▼

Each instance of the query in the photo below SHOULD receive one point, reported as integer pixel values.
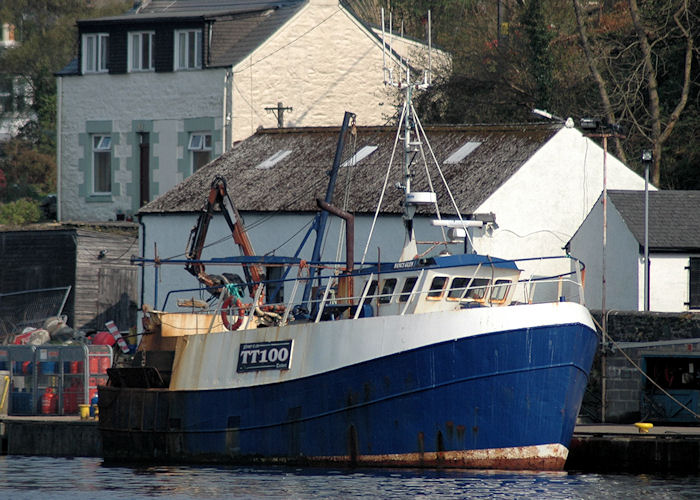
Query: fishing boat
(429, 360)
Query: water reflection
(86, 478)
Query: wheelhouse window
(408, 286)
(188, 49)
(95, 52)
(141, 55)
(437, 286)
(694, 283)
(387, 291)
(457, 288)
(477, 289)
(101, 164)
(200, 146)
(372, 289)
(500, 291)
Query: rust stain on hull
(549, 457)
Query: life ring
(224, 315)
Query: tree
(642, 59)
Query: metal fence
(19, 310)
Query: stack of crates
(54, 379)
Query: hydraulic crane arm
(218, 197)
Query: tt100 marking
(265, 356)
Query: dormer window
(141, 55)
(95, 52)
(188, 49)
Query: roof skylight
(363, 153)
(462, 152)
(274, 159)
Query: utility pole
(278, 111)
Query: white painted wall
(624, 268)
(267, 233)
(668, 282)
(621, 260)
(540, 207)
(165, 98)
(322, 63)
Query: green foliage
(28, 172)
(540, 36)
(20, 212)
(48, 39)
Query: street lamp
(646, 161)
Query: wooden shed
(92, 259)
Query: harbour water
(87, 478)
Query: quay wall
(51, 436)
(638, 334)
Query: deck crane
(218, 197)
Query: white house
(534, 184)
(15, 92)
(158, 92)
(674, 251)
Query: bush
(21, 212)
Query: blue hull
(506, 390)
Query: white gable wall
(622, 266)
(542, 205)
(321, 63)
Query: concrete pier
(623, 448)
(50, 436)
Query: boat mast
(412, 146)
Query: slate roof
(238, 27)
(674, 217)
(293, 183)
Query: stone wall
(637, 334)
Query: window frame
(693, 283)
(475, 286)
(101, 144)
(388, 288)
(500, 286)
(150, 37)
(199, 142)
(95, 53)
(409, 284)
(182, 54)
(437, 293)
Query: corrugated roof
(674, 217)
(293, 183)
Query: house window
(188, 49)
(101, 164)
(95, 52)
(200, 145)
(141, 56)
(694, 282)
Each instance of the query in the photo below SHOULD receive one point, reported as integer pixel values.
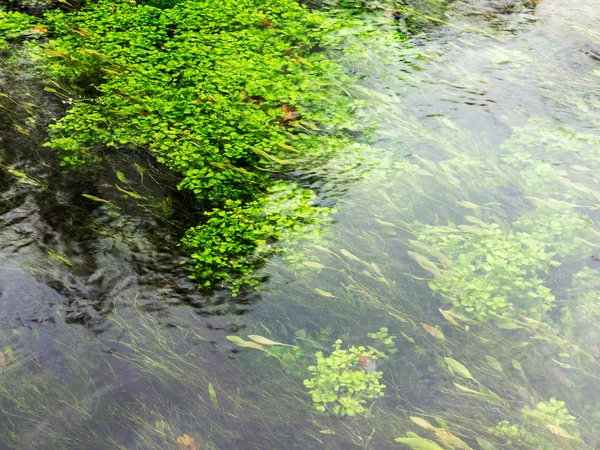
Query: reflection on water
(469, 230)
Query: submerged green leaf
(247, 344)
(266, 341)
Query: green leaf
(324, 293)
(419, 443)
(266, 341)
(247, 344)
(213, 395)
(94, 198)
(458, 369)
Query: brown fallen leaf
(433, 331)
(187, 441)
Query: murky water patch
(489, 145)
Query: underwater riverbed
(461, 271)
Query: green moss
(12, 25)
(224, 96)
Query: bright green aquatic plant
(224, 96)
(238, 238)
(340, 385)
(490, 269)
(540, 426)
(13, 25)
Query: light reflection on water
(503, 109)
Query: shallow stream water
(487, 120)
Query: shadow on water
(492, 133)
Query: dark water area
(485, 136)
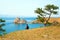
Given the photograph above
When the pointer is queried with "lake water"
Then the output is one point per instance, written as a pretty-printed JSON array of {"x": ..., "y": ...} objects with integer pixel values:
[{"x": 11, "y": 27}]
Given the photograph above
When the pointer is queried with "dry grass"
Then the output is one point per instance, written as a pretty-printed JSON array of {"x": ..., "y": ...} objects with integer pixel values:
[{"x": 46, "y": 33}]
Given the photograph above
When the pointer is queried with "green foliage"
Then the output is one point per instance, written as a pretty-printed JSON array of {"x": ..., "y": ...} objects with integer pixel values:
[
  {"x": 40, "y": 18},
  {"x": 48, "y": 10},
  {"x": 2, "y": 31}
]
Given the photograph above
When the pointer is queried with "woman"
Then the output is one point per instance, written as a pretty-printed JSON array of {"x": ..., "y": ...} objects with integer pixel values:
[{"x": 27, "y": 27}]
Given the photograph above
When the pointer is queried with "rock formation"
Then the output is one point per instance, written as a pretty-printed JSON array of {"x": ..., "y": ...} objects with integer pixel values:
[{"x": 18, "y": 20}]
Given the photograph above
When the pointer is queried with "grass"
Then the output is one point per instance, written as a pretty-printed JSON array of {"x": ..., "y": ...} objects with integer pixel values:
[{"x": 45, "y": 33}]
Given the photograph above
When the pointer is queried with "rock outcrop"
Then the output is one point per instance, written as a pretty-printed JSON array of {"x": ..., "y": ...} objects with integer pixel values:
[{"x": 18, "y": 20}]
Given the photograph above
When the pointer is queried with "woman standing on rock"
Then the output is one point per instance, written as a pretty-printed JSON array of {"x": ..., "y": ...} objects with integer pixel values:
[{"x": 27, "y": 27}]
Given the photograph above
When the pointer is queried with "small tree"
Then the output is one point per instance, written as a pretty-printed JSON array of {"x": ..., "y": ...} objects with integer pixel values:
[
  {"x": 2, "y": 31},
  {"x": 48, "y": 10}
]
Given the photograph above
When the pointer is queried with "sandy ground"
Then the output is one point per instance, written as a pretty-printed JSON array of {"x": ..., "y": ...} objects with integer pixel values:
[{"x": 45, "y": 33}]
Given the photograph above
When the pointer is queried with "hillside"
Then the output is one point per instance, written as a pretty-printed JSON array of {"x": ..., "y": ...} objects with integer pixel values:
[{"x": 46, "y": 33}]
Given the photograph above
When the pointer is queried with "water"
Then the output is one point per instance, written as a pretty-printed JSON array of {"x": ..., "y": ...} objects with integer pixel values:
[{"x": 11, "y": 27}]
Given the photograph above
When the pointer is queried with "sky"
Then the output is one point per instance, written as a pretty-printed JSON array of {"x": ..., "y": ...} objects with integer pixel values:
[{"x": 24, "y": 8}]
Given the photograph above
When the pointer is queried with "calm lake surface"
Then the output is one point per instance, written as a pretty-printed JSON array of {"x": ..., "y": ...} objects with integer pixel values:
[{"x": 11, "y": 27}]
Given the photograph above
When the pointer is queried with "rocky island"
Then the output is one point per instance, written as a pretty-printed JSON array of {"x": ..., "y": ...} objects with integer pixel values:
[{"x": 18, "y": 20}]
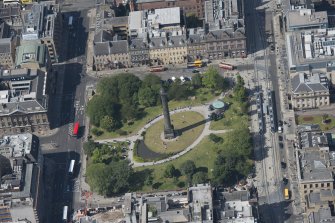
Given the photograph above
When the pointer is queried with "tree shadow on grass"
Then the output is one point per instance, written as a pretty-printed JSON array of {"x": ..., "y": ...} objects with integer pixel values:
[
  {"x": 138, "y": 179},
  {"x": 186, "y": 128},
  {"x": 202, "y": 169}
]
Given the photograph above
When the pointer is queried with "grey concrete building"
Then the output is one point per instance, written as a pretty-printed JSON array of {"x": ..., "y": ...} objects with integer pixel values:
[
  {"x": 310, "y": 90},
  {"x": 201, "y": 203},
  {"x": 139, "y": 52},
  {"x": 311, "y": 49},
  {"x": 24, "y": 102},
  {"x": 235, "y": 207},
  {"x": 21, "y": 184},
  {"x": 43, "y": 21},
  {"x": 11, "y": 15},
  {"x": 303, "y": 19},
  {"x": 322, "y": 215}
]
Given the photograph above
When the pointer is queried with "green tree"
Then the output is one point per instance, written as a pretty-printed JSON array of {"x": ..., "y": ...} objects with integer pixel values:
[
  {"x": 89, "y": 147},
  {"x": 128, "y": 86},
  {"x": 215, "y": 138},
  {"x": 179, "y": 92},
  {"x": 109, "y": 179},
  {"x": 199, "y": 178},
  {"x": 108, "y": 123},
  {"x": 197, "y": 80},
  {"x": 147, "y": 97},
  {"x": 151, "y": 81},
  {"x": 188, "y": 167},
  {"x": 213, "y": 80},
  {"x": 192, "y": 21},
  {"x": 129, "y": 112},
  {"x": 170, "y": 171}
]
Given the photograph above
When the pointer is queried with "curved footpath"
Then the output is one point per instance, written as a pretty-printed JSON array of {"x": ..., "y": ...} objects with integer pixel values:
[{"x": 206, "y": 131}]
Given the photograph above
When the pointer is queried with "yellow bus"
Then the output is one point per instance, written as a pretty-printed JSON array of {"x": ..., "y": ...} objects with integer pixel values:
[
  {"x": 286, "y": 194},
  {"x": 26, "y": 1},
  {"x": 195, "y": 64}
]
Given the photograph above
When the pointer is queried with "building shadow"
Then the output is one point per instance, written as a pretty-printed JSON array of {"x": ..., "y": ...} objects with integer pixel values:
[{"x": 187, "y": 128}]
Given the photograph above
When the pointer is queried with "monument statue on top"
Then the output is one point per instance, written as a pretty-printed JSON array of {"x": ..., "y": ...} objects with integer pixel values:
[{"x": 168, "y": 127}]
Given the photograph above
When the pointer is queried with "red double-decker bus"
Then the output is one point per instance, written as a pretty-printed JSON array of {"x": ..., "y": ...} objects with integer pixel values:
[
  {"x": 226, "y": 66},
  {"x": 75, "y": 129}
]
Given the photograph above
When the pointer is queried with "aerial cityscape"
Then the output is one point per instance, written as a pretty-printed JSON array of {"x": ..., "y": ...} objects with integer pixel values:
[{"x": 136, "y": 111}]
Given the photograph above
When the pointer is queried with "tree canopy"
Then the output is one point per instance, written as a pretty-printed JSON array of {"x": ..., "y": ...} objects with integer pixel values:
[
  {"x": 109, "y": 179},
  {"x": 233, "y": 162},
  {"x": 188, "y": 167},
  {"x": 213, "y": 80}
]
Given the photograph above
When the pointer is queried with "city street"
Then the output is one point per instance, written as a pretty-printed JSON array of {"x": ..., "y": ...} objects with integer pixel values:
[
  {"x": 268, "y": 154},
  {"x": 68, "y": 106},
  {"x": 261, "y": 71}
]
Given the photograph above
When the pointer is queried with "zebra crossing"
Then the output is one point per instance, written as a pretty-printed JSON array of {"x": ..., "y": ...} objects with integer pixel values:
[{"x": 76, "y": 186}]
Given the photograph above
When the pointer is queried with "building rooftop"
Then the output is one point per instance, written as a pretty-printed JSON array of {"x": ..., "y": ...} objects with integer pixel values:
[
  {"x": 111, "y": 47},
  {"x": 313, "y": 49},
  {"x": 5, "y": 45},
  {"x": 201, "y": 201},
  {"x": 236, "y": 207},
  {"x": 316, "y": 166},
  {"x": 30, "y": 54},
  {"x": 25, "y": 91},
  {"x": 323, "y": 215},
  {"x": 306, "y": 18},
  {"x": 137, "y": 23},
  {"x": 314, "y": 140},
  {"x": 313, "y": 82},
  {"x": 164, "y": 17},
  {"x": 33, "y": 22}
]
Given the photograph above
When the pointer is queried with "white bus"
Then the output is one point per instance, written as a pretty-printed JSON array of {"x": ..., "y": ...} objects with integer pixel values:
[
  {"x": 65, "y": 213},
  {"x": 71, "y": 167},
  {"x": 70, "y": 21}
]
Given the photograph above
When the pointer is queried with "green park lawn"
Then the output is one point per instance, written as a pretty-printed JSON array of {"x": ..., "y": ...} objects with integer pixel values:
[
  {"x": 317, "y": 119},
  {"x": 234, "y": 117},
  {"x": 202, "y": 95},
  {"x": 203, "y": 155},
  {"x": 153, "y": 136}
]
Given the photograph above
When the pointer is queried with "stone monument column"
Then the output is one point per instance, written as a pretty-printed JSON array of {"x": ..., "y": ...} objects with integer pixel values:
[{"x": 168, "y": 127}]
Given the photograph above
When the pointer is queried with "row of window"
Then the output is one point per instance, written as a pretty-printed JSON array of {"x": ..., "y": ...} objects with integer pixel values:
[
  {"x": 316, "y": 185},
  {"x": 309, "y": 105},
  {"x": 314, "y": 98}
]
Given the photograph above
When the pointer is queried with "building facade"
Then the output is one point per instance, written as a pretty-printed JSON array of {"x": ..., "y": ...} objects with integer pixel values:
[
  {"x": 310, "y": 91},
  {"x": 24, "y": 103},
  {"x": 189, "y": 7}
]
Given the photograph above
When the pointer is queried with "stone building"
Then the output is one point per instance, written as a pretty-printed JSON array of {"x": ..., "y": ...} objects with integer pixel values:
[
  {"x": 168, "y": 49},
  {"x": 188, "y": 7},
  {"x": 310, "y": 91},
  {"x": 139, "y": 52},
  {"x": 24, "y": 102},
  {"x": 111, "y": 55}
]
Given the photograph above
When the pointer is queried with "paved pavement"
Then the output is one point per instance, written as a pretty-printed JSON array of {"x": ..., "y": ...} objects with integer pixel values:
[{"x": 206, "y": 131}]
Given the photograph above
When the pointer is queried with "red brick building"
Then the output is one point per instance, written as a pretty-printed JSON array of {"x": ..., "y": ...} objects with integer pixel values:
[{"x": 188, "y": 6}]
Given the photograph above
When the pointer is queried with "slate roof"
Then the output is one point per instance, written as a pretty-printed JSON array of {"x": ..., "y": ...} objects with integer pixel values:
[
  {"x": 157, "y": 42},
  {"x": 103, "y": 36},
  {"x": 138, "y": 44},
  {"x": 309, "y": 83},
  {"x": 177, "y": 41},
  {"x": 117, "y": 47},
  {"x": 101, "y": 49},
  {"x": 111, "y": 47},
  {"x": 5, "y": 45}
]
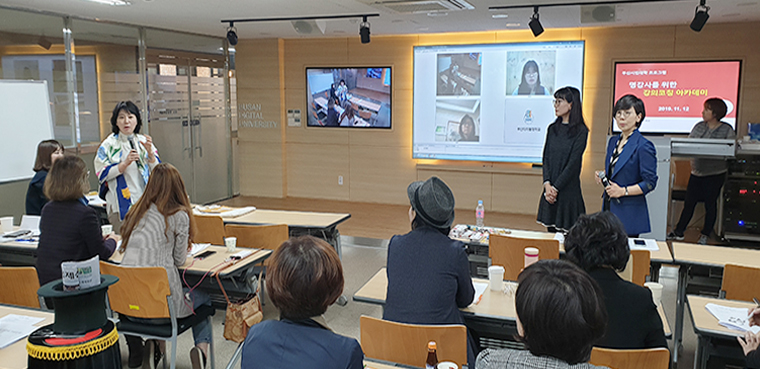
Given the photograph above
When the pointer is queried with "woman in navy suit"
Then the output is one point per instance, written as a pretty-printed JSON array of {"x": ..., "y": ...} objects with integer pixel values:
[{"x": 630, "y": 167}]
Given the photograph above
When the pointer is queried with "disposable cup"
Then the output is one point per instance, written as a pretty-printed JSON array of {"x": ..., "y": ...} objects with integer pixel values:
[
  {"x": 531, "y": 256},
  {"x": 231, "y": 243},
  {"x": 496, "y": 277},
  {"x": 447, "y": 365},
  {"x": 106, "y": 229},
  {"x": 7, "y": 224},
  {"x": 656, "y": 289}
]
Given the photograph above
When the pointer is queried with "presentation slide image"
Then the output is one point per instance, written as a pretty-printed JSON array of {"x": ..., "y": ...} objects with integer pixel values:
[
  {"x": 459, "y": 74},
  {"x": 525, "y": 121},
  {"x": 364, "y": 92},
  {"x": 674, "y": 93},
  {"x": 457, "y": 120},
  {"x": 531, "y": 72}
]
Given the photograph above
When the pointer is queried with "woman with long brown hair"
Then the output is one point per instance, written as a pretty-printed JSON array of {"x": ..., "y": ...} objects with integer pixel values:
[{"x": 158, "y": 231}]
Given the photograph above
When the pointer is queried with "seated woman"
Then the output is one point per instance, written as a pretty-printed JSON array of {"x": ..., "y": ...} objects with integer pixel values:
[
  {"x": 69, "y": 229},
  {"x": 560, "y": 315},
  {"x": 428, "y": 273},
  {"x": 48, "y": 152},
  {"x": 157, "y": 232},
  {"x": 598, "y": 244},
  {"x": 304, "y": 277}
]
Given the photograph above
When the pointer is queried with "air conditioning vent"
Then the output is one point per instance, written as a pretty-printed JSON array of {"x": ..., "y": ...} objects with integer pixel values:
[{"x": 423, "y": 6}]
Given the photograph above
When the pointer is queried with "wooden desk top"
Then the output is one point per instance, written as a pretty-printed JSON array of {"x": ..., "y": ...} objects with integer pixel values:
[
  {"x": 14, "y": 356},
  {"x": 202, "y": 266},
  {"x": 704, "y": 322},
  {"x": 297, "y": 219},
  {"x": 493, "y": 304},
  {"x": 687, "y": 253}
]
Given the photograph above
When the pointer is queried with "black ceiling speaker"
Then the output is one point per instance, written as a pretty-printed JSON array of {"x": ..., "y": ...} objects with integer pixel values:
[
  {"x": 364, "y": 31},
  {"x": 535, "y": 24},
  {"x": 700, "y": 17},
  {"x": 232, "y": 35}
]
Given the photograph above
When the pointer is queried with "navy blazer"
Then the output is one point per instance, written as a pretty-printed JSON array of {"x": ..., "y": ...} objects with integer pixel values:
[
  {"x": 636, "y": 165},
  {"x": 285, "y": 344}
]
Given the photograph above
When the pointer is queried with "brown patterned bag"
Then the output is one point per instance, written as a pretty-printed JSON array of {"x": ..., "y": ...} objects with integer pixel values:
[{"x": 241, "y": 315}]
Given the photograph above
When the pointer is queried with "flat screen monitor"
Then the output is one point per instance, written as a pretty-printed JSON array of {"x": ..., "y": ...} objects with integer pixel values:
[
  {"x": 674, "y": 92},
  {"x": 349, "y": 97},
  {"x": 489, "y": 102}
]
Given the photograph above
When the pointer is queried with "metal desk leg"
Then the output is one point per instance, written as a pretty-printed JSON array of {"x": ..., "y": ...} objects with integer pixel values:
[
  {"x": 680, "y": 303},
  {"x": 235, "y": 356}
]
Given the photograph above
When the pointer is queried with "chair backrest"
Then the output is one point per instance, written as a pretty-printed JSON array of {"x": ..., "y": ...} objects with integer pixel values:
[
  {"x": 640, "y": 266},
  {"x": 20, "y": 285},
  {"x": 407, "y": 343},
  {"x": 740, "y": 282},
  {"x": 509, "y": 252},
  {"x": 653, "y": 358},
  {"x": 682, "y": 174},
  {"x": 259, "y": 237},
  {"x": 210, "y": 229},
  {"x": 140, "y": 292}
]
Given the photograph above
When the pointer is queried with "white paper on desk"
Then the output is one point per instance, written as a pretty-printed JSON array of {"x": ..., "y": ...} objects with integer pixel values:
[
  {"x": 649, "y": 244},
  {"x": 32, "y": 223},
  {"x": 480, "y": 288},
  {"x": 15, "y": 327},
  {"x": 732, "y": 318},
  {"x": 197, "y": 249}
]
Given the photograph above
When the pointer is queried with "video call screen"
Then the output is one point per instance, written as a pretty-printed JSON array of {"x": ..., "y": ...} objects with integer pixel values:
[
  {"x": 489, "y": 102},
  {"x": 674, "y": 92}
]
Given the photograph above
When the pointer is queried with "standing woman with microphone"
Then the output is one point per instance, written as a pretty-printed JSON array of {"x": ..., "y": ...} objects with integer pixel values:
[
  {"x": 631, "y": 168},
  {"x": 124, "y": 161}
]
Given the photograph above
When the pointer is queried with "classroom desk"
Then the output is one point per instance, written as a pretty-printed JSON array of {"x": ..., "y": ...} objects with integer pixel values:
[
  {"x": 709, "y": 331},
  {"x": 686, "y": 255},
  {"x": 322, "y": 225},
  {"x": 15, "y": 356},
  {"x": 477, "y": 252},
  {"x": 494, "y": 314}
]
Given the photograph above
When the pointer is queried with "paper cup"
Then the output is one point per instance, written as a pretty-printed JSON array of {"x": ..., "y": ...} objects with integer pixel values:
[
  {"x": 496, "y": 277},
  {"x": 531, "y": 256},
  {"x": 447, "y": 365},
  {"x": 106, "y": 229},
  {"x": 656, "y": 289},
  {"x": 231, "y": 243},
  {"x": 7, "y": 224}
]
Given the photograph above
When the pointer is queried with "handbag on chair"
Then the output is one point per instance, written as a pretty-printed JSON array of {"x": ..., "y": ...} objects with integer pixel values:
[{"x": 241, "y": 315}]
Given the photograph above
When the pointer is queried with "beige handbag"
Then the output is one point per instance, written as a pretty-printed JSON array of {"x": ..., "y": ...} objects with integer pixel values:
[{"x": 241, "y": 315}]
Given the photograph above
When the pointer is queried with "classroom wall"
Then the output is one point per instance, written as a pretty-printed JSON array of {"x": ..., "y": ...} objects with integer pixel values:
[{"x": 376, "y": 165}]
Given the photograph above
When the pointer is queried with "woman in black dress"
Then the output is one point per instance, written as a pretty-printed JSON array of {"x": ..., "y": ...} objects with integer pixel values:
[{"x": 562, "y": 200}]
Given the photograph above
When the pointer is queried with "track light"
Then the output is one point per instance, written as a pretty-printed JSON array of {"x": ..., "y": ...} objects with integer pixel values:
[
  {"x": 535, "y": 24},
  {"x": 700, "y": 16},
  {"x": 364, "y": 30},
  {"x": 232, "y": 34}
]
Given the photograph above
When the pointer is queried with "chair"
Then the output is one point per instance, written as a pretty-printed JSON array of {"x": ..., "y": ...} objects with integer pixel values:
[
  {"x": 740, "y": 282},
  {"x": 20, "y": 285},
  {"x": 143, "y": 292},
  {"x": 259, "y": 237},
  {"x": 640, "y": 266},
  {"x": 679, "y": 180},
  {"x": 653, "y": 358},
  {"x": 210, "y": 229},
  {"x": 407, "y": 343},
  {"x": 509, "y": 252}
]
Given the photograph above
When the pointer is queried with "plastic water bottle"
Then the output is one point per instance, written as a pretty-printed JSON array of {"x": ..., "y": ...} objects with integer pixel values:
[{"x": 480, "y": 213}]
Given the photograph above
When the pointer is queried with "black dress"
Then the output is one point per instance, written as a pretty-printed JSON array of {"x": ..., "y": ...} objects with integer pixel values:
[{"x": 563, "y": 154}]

▲

Work to complete
For each line in the data that contains the string "classroom", give a copy of that line.

Response box
When the pointer is queried with "classroom desk"
When the pointer is queried with "classroom wall"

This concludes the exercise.